# START OF Record set

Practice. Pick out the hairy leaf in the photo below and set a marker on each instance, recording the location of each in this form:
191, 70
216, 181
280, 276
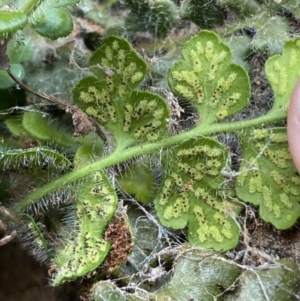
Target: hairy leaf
51, 19
206, 77
85, 249
203, 275
111, 100
33, 158
138, 180
205, 14
41, 128
282, 71
11, 21
268, 177
189, 195
157, 17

# END OF Record set

== Problem statement ==
Copy out the data above with "fuzzy leaf" substituted for every "hairy leaf" and everything else unchanged. Leave the picture out of your copy.

== Exercise answer ==
Practice. Pick out the fuzzy leaf in the photo below and set a marker on each instance, recording the location of each in this form:
191, 70
216, 181
280, 276
Target: fuzzy leaf
51, 19
206, 77
85, 249
203, 275
111, 100
33, 158
138, 180
205, 14
41, 128
282, 71
11, 21
268, 177
189, 195
157, 17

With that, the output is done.